■ REQUIREMENT:
Starting with the line that contains "Reviewer note: check that each instance of the lizard head", set down each line through the end of the entries below, exactly and with nothing added.

── RECORDS SHOWN

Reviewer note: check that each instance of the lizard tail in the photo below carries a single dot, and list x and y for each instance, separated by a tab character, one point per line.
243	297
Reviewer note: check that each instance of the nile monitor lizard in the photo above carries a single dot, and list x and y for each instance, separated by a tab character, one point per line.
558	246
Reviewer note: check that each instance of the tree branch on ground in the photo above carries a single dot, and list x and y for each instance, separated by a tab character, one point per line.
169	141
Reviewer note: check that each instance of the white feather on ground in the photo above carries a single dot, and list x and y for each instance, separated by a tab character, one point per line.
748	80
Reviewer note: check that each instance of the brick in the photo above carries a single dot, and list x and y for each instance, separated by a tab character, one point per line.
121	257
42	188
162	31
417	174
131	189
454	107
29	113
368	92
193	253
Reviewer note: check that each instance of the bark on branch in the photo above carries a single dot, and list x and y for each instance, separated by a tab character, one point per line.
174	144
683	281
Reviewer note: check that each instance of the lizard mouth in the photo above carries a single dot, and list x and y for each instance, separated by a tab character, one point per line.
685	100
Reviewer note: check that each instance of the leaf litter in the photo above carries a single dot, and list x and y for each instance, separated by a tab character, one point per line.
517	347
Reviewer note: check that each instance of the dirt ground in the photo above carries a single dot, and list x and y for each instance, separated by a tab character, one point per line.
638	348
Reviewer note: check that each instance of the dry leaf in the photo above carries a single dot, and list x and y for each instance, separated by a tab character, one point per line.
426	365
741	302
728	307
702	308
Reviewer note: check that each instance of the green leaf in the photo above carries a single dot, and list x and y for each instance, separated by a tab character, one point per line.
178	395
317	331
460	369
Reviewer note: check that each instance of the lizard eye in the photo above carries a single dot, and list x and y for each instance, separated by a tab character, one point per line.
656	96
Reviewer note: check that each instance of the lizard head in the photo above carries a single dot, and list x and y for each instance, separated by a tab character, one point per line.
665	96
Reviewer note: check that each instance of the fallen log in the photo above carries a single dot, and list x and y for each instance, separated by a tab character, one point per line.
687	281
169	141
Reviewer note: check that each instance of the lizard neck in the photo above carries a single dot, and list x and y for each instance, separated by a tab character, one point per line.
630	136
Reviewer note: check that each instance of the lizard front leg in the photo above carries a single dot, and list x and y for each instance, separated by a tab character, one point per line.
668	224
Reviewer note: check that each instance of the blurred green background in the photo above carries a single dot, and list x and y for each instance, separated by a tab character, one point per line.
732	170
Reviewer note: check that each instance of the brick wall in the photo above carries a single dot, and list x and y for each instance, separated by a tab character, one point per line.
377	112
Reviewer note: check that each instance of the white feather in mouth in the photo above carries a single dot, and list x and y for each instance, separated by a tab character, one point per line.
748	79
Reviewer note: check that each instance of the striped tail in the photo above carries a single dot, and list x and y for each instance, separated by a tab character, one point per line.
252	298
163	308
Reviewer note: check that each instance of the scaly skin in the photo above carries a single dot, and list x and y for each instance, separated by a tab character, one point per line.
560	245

────

■ EXERCISE RESPONSE:
Reviewer note: check that each instance of the lizard head in the photo above carries a single dot, and list x and y for each instance, separated by a tab character, one point per line.
665	96
Reviewer note: check that each instance of the fallen log in the photo above carries a single dot, and list x and y for each instance, separated by a tab character, one point per line.
687	281
169	141
Reviewer note: check that each instance of the lizard neck in the photo above carries a single dot, and list x and y for each instance, separated by a tab character, one point per line.
630	136
Reviewer note: check that each instance of the lizard front leg in the photo above carries a single dot, and list x and y for each instance, separated by a tab character, one point per line.
668	224
Reviewer note: check that each instance of the blurred green background in the photo above carries a single dot, and list x and y for each instance, separated by a tab character, one point per line.
732	170
Reviewer note: check that each instance of the brick wall in the photo above carries a single dot, and list x and y for each instance, separated by a tab character, one point per line.
377	112
Reviewer note: check that each instance of the white feather in mouth in the photo above carries a single dot, and list x and y for each instance, separated by a tab character, one point per line.
748	79
Reviewer note: check that each instance of the striped tail in the photo above carries a single dot, and list x and y for each instance, separated by a tab character, one point per line.
252	298
163	308
Reviewer note: check that each instance of the scaly skin in the photo above carries a single dot, and list x and y for each instance, separated by a tab character, one point per line.
560	245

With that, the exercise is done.